#### STATED GOAL:
Return the lines below verbatim, starting with the line that contains "the wooden cabinet." and continuing through the last line of the records, with both ends included.

(Records)
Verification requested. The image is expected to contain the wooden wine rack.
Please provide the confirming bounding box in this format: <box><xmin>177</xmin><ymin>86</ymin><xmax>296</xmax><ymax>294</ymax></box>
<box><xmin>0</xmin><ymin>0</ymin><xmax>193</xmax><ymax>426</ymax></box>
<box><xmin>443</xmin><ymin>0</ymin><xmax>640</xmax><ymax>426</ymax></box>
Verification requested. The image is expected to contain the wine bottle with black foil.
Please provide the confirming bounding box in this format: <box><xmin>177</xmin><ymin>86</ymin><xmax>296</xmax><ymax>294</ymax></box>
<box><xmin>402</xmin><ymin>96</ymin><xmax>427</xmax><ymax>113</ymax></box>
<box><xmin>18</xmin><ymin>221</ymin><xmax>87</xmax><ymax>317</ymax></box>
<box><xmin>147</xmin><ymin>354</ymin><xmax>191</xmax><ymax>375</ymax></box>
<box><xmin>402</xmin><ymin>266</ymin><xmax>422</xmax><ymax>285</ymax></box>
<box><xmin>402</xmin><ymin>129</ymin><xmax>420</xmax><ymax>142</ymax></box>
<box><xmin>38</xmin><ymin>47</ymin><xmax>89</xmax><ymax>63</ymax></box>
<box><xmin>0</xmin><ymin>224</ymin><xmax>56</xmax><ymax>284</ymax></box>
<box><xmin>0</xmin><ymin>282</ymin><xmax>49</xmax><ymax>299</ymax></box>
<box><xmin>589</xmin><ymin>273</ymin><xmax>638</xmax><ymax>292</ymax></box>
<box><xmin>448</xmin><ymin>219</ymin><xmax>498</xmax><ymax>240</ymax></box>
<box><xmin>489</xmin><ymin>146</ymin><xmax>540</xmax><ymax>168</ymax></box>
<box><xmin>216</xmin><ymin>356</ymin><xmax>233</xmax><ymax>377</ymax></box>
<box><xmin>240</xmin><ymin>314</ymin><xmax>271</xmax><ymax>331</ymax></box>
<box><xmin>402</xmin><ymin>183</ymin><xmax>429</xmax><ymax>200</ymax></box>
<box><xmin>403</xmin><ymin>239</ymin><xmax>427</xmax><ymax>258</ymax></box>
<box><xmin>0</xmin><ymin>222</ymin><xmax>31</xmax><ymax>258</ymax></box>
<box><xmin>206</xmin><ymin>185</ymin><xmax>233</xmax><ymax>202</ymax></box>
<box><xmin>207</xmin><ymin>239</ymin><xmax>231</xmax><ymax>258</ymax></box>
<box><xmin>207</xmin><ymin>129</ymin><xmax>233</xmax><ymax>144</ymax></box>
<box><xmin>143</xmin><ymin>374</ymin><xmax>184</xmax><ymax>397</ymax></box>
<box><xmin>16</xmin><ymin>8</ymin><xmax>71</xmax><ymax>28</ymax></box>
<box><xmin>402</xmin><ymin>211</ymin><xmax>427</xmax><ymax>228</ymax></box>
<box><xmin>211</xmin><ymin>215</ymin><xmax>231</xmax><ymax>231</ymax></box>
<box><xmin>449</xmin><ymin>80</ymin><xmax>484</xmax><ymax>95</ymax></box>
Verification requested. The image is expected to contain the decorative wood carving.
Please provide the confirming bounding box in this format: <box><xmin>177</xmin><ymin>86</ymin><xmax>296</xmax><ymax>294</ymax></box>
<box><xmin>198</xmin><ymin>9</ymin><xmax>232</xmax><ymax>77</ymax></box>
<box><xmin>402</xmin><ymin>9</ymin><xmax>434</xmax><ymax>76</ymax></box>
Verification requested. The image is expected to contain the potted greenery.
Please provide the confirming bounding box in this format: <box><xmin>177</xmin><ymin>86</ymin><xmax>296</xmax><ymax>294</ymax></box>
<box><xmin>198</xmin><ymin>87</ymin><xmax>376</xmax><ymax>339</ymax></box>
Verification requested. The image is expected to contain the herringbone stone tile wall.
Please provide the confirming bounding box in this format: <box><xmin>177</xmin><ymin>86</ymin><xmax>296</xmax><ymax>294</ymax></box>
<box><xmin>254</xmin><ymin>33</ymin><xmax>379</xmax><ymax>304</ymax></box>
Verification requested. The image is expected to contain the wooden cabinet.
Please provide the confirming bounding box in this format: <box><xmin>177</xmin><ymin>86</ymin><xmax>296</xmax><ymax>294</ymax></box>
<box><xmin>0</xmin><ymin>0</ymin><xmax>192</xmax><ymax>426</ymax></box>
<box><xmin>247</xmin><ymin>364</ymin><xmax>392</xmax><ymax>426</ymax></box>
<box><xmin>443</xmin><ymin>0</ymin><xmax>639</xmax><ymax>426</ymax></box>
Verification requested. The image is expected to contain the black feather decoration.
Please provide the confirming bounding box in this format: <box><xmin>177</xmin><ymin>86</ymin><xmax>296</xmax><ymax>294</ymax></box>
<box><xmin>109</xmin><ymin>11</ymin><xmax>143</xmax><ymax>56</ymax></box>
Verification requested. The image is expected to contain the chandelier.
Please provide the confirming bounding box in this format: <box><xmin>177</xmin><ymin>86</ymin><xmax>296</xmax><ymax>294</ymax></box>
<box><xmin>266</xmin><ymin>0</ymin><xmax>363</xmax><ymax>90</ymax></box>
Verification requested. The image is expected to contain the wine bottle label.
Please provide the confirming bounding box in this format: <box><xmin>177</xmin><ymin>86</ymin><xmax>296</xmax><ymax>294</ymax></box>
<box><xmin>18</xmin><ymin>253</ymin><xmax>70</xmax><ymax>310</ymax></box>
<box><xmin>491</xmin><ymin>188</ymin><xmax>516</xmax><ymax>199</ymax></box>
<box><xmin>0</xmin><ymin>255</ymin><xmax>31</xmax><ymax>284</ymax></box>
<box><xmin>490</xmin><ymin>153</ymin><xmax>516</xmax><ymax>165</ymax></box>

#### TASK ANSWER:
Verification requested. The image is expected to contain the wooden cabinet.
Please provide the confirming bounding box in this format: <box><xmin>177</xmin><ymin>86</ymin><xmax>296</xmax><ymax>294</ymax></box>
<box><xmin>0</xmin><ymin>0</ymin><xmax>192</xmax><ymax>426</ymax></box>
<box><xmin>247</xmin><ymin>364</ymin><xmax>392</xmax><ymax>426</ymax></box>
<box><xmin>443</xmin><ymin>0</ymin><xmax>639</xmax><ymax>426</ymax></box>
Verification requested. The image is expected to contain the black feather decoration.
Please provide the confirming bounding box in this format: <box><xmin>177</xmin><ymin>86</ymin><xmax>296</xmax><ymax>294</ymax></box>
<box><xmin>109</xmin><ymin>11</ymin><xmax>143</xmax><ymax>56</ymax></box>
Verification requested. The image is expected to contain the chandelier.
Please provide the confirming bounding box in this format: <box><xmin>177</xmin><ymin>86</ymin><xmax>296</xmax><ymax>294</ymax></box>
<box><xmin>266</xmin><ymin>0</ymin><xmax>363</xmax><ymax>90</ymax></box>
Verification requested. The image is expected to contain the wine bottle label.
Please provide the confirming bounding box in this format: <box><xmin>177</xmin><ymin>86</ymin><xmax>296</xmax><ymax>294</ymax></box>
<box><xmin>18</xmin><ymin>253</ymin><xmax>70</xmax><ymax>310</ymax></box>
<box><xmin>491</xmin><ymin>188</ymin><xmax>516</xmax><ymax>199</ymax></box>
<box><xmin>0</xmin><ymin>255</ymin><xmax>31</xmax><ymax>284</ymax></box>
<box><xmin>490</xmin><ymin>153</ymin><xmax>516</xmax><ymax>165</ymax></box>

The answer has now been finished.